TEXTO FUENTE:
- - -
Buenos Aires desde setenta años atrás/Capítulo XXXIII
I
Por espacio de muchos años, las diversiones eran muy limitadas en Buenos Aires. A todas horas del día se oía el grave y acompasado tañido de las campanas y eran evidentes los hábitos clericales; poco a poco, sin embargo, fuéronse aumentando aquéllas y desapareciendo éstos.
No se crea que queremos decir que hoy el pueblo sea menos dado a las prácticas religiosas, pero en aquellos tiempos había ciertamente más dedicación a los actos religiosos y en algunos un tanto de fanatismo.
Para corroborar lo que acabamos de decir, citaremos un hecho. Por el año 22 o 23, un soldado de los que acompañaban a Su Majestad hirió con la bayoneta a un joven inglés que recién llegaba al país, porque no se hincó, aunque estaba ya en actitud de hacerlo, agregándose que el soldado ejecutó este acto por mandato del sacerdote que llevaba a Su Majestad.
No podemos creer que semejante proceder partiese de un ministro de una religión de paz, llevando en sus manos la imagen del Dios de caridad. Pero el fanatismo existía indudablemente en alguna parte; si no residía en el sacerdote, estaba ciertamente en el soldado, que creía, sin duda, que era obra santa herir a un hereje.
Los repiques se oían todos los días por horas enteras, tan violentos eran que aturdían, obligando a los que andaban por la calle o vivían inmediato a una iglesia a elevar la voz hasta el grito a fin de hacerse oír de aquellos con quienes hablaban. Tan era así, que la autoridad tuvo que intervenir, como se verá por las siguientes palabras, de un periódico del tiempo, del señor Rivadavia.
|
«Será también agradable que publiquemos que el señor Provisor Gobernador del Obispado...
|
»Ha dictado un reglamento sobre el uso que debe hacerse de los campanarios tanto en los Conventos como en los Curatos, reduciendo a mucho menos tiempo el entretenimiento que facilitaban a la juventud ociosa; y, en fin, otras varias providencias de tanta importancia como trascendencia.»
- - -
(Datos de etiquetado por coordenadas)
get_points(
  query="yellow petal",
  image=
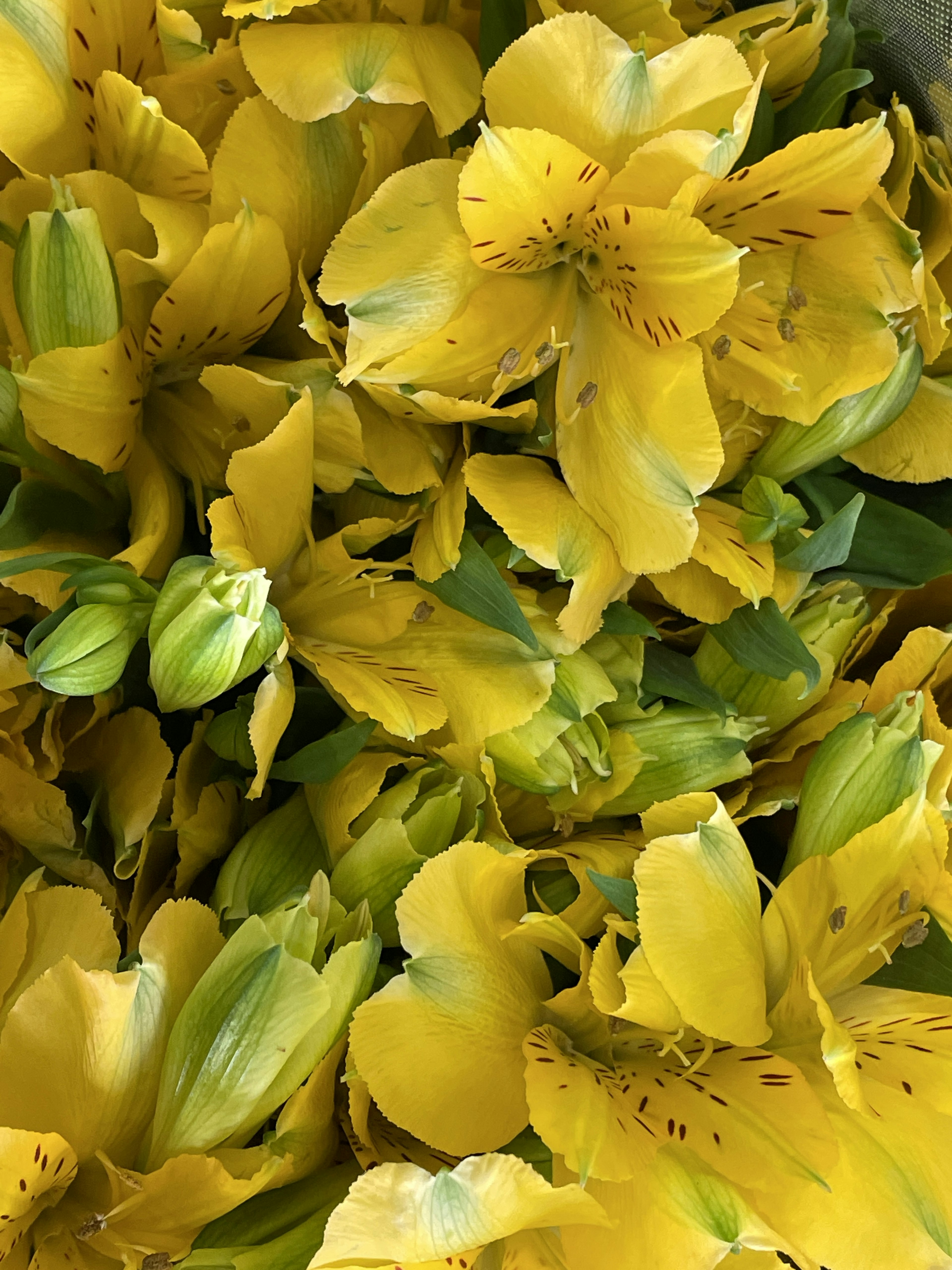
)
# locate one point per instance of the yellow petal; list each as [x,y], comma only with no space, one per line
[44,925]
[41,130]
[914,447]
[402,265]
[46,1164]
[301,175]
[272,492]
[461,1010]
[805,191]
[575,78]
[136,143]
[437,539]
[842,342]
[488,681]
[87,401]
[334,64]
[525,197]
[541,517]
[867,877]
[223,302]
[630,469]
[400,1212]
[158,512]
[700,916]
[747,1113]
[660,272]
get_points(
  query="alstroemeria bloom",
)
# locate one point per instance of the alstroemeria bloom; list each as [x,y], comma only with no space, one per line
[597,224]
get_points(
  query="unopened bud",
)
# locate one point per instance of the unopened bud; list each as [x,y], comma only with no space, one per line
[64,283]
[212,628]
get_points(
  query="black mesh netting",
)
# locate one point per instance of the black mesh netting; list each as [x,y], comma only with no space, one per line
[916,59]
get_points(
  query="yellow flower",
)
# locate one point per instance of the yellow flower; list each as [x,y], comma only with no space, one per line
[605,233]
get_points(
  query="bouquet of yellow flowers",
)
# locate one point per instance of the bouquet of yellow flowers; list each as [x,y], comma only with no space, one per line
[475,639]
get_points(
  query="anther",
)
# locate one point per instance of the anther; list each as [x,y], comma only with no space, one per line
[509,361]
[94,1224]
[916,935]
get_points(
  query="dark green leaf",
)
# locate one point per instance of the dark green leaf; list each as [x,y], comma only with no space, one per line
[36,507]
[324,759]
[478,590]
[761,140]
[821,103]
[501,23]
[621,619]
[765,642]
[831,544]
[672,675]
[58,562]
[926,968]
[892,547]
[621,893]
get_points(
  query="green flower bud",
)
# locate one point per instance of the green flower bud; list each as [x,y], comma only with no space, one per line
[272,864]
[794,449]
[827,624]
[89,646]
[861,773]
[212,628]
[565,740]
[692,751]
[252,1030]
[64,281]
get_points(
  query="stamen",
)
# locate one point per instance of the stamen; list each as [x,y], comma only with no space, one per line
[916,935]
[838,919]
[721,347]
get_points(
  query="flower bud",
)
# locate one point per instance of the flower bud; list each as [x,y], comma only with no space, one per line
[861,773]
[692,751]
[64,281]
[88,649]
[272,864]
[565,740]
[794,449]
[212,628]
[826,625]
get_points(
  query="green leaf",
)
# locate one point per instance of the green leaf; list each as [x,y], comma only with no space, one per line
[324,759]
[892,545]
[926,968]
[767,510]
[620,619]
[761,140]
[765,642]
[821,103]
[672,675]
[501,23]
[831,544]
[58,562]
[36,507]
[478,590]
[620,892]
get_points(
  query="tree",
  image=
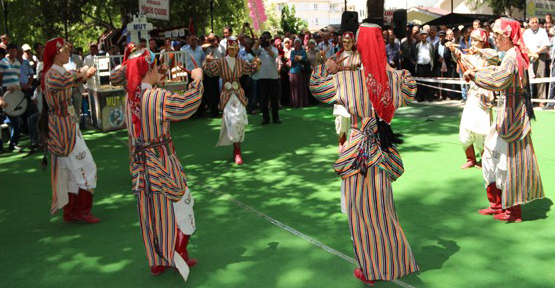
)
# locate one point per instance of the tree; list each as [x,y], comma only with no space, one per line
[289,22]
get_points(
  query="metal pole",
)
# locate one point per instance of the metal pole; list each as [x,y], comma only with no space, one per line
[5,9]
[212,15]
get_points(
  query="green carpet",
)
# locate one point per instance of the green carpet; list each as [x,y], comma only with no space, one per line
[288,176]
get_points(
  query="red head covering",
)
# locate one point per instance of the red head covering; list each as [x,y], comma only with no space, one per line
[52,48]
[371,47]
[136,70]
[511,28]
[480,35]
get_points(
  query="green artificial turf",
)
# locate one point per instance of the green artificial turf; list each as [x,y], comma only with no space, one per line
[287,176]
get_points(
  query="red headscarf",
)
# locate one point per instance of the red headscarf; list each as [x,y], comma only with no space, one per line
[511,28]
[136,70]
[52,48]
[371,47]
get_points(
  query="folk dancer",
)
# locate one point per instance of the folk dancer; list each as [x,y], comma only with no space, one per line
[369,161]
[476,117]
[232,99]
[164,201]
[510,167]
[73,169]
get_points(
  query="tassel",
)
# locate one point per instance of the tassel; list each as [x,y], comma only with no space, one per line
[388,138]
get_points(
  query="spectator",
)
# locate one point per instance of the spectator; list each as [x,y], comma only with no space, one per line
[392,50]
[4,41]
[142,43]
[537,42]
[211,84]
[433,38]
[408,50]
[10,71]
[446,66]
[299,84]
[476,24]
[424,64]
[268,79]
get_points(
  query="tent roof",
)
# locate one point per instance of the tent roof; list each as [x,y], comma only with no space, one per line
[461,19]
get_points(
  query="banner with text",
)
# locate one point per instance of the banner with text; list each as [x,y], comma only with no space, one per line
[155,9]
[540,8]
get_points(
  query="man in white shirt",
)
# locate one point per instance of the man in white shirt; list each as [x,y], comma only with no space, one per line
[537,42]
[424,64]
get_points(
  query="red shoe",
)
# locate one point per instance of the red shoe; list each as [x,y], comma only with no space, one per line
[358,273]
[470,158]
[157,270]
[513,214]
[494,197]
[237,154]
[83,207]
[181,248]
[69,208]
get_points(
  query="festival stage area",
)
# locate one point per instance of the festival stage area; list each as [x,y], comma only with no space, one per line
[276,221]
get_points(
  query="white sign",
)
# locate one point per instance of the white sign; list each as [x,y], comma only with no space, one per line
[138,29]
[155,9]
[539,8]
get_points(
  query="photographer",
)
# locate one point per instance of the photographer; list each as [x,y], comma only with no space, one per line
[268,82]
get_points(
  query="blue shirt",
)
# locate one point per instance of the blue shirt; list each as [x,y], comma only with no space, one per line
[197,54]
[10,72]
[296,65]
[26,72]
[268,69]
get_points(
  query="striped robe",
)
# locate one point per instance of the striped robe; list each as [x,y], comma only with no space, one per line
[167,178]
[380,246]
[523,182]
[220,68]
[62,126]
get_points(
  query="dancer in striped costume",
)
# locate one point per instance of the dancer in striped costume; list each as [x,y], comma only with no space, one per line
[476,117]
[351,61]
[510,167]
[369,161]
[165,203]
[232,100]
[73,169]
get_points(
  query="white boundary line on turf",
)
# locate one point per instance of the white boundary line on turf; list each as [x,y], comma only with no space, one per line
[293,231]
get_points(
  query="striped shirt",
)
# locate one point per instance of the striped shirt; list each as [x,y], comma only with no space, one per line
[10,72]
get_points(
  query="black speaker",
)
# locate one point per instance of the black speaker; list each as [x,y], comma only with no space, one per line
[399,23]
[349,21]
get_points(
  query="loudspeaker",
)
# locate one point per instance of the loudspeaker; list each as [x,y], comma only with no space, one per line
[349,21]
[399,23]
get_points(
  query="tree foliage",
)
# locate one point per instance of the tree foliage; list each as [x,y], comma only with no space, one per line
[84,21]
[291,23]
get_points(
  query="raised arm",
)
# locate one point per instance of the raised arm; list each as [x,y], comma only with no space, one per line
[322,86]
[178,107]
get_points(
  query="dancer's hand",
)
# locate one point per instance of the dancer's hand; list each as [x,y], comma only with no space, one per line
[196,74]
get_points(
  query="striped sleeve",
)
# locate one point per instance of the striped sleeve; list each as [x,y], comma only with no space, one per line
[321,85]
[212,69]
[117,76]
[497,78]
[490,55]
[57,81]
[179,107]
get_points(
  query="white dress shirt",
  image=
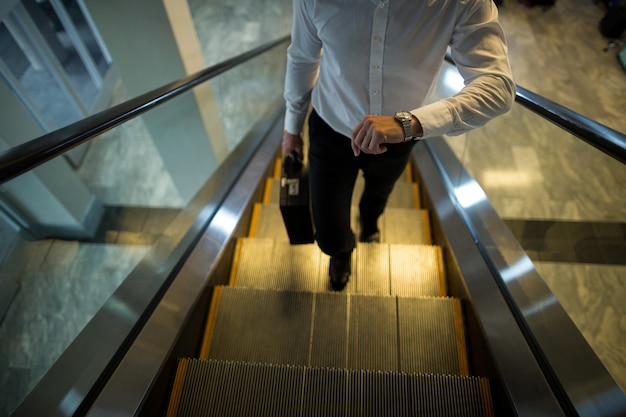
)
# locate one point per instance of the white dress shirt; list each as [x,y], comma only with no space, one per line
[356,57]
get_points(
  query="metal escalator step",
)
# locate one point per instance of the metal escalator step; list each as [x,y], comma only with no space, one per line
[267,222]
[408,270]
[405,226]
[383,333]
[404,194]
[210,387]
[269,263]
[431,340]
[372,333]
[397,225]
[417,270]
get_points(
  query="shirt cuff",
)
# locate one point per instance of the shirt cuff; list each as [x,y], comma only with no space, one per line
[436,119]
[294,122]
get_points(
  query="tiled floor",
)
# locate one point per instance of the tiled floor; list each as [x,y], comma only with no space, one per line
[556,52]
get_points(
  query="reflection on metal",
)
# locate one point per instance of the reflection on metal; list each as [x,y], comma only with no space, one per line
[517,269]
[470,194]
[576,376]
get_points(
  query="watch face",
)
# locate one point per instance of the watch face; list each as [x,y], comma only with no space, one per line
[403,115]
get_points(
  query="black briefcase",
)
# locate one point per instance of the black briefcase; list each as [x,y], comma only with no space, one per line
[294,201]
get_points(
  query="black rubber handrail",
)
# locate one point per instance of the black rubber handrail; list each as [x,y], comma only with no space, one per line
[603,138]
[23,158]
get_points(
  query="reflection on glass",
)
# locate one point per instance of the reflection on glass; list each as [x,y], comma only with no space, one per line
[78,15]
[35,78]
[60,43]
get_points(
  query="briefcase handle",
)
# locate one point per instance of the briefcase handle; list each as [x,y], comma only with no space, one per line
[292,165]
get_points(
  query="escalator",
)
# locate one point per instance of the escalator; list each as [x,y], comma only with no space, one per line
[447,316]
[279,341]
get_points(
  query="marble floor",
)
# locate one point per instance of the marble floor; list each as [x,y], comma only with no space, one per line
[563,200]
[554,194]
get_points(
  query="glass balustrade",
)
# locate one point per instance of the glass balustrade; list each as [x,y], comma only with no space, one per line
[89,230]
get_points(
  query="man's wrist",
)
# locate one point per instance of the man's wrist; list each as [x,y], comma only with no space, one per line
[418,132]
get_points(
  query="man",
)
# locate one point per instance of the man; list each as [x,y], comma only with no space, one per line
[367,66]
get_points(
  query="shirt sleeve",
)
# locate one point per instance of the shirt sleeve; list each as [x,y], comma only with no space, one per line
[478,47]
[303,60]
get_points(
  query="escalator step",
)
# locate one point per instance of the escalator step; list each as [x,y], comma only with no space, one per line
[267,222]
[383,333]
[209,387]
[384,269]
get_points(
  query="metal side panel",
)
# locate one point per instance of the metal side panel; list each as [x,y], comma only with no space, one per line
[243,389]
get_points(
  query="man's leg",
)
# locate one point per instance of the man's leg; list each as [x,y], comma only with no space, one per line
[332,173]
[380,173]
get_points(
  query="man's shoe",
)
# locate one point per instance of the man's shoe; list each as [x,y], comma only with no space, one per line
[339,271]
[369,237]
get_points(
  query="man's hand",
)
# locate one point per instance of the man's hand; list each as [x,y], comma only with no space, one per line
[292,143]
[373,133]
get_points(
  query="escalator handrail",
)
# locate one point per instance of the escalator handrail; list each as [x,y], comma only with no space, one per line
[24,157]
[603,138]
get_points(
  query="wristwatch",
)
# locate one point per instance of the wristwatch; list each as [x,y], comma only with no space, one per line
[405,118]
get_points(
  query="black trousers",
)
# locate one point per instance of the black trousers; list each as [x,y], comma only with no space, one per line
[333,170]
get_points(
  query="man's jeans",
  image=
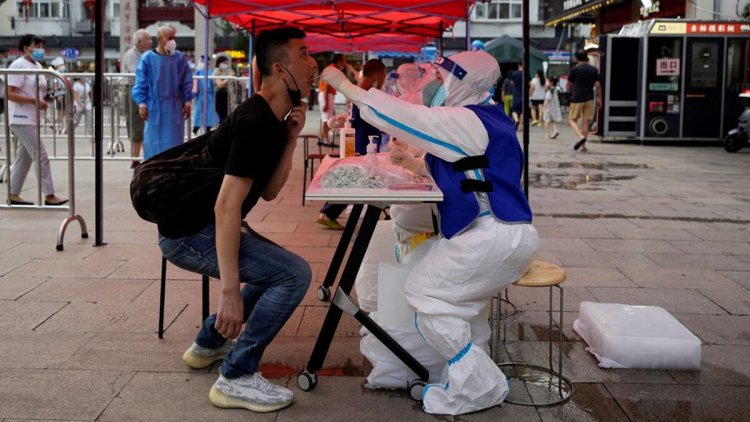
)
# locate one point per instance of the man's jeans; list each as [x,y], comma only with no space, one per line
[275,281]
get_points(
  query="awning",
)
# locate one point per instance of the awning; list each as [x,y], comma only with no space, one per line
[345,20]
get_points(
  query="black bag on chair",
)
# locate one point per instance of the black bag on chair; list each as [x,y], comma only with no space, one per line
[163,185]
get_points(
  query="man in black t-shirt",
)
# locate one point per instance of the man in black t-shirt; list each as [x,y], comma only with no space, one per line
[586,87]
[253,148]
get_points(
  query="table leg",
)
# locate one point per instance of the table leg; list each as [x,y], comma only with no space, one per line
[324,292]
[351,268]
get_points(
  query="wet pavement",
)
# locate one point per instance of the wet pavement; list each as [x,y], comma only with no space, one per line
[644,225]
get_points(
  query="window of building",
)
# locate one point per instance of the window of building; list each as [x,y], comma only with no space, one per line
[498,10]
[115,11]
[44,9]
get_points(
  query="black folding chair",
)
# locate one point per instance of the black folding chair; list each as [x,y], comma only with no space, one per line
[163,291]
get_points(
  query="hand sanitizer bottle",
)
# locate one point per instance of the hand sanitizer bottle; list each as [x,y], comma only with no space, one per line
[346,137]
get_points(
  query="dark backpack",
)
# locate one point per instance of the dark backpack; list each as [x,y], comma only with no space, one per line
[163,185]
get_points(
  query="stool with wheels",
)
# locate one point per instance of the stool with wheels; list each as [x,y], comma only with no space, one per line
[556,388]
[205,296]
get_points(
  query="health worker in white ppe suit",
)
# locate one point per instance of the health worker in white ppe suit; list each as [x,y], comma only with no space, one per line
[486,242]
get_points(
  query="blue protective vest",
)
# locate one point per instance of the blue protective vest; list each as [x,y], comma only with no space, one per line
[506,199]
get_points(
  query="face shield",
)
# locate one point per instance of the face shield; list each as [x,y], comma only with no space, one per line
[467,78]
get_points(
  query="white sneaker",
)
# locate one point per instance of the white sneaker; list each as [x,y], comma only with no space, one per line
[251,392]
[199,357]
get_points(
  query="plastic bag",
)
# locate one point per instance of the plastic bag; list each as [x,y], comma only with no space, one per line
[369,172]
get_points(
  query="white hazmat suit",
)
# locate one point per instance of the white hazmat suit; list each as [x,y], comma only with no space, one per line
[487,241]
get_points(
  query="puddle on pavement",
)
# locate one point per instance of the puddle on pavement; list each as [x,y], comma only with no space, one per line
[572,181]
[592,166]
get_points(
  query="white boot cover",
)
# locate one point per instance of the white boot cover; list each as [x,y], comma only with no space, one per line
[471,381]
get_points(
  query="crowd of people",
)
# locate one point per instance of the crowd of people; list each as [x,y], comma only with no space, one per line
[439,120]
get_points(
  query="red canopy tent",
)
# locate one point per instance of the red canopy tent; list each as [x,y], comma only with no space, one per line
[347,25]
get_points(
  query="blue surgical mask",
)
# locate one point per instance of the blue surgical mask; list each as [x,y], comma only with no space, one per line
[429,91]
[37,54]
[440,96]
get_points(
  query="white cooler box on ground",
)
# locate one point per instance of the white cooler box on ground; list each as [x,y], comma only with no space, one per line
[645,337]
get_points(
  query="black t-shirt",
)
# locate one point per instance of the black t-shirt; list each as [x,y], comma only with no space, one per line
[583,77]
[249,143]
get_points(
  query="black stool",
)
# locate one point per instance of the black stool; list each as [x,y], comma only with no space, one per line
[163,291]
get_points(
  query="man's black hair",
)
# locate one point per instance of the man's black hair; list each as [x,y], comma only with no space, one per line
[270,46]
[372,67]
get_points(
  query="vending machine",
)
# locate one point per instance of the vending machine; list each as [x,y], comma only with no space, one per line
[674,79]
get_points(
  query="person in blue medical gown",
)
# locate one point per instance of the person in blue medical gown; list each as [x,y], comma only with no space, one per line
[163,84]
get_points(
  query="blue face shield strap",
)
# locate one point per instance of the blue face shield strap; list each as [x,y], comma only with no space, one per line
[451,67]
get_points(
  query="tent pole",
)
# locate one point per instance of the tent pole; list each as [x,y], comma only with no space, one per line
[440,39]
[98,126]
[206,69]
[250,58]
[525,99]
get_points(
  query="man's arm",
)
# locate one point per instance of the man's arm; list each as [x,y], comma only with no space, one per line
[294,122]
[228,213]
[14,94]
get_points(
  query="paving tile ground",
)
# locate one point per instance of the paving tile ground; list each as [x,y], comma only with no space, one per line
[664,225]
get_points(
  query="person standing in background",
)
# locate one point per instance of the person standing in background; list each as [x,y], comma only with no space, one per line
- - -
EJERCICIOS:
• a. Cambia el fragmento del texto sobre Buenos Aires que comienza con "No podemos creer" y sigue hasta "a un hereje.", reemplazando "hereje" por "infiel".
• b. Según el texto sobre Buenos Aires, ¿qué personas intervienen en el hecho ocurrido por el año 22 o 23?
• c. Retoma el texto sobre Buenos Aires y continúalo a partir de su última oración.

RESPUESTAS POR TAREA:
• a.
No podemos creer que semejante proceder partiese de un ministro de una religión de paz, llevando en sus manos la imagen del Dios de caridad. Pero el fanatismo existía indudablemente en alguna parte; si no residía en el sacerdote, estaba ciertamente en el soldado, que creía, sin duda, que era obra santa herir a un infiel.

• b. Un soldado, un joven inglés y el sacerdote que llevaba a Su Majestad.

• c.
La concurrencia a la iglesia era casi constante. La verdad es que para cumplir y asistir debidamente a todas las fiestas y funciones de iglesia, era preciso pasarse en ella gran parte del día y aun algunas horas de la noche.
Las procesiones se repetían con admirable frecuencia, y la concurrencia era inmensa; una y aun dos horas antes de salir, las campanas atronaban el aire, lo mismo que durante la procesión.
A propósito, recordamos un acontecimiento que pudo haber terminado de un modo muy serio.
Salió de la Merced, la procesión del Sepulcro: iba en andas la Dolorosa, San Juan y la Verónica.
Habría llegado a la mitad de la cuadra por la calle Reconquista (entonces de la Paz) entre Cangallo y Piedad, cuando repentinamente tuercen a escape, de la calle Piedad a la de la Paz, dos bueyes, perseguidos sin duda. Los bueyes o no pudieron o no quisieron retroceder y prefirieron abrirse paso a través de la masa de seres humanos.
Más fácil será formarse una idea que describir la escena que entonces tuvo lugar: la gente se atropellaba, cayendo muchas personas al suelo; hubo sombreros pisoteados, vestidos despretinados y mantones desgarrados, golpes y contusiones; una señora buscaba a su criada, una madre a su hijo extraviado. Cayeron santos, andas, hachones y faroles; en fin, si no fuera una profanación tratándose de una ceremonia religiosa, diríamos que era aquello un verdadero infierno.
Y esta concurrencia no interrumpida que entonces se notaba, ¿no podría atribuirse a la carencia casi completa de entretenimientos y de centros recreativos, y ser, para muchos, la iglesia un punto de reunión? Pero dejemos este punto, para ocuparnos sumariamente de las pocas distracciones que por entonces teníamos.
Acaso algún joven de los que hoy se desviven en medio de ellas, al ver lo exiguo del talle exclame: ¡oh, yo habría muerto de tedio a haberme tocado por desgracia vivir en una época semejante! Pues no, mi querido amigo; no habría sido así; usted estaría tan contento como lo estaban los jóvenes de aquel tiempo, y si, como es de suponer, es usted discreto y prudente, repetiría con Talleyrand, «un hombre cuerdo nunca se irrita contra los acontecimientos; éstos siguen su rumbo sin preocuparse del despecho de nadie»; y habría tomado las cosas y los tiempos como eran, creyendo que nadaba en un mar de diversiones.
II
Aunque una que otra vez hemos tenido que retroceder a épocas más remotas, para poder citar hechos o acontecimientos que hemos reputado de interés y pertinentes, debemos recordar al lector que, al principiar este bosquejo, nos propusimos hacer partir nuestras reminiscencias del célebre 1810; año en que llegó a Buenos Aires la noticia de la entrada victoriosa de las tropas francesas en Sevilla.
Los españoles como era natural, se desconcertaron y alarmaron a la sola idea de que su país fuese subyugado por la Francia.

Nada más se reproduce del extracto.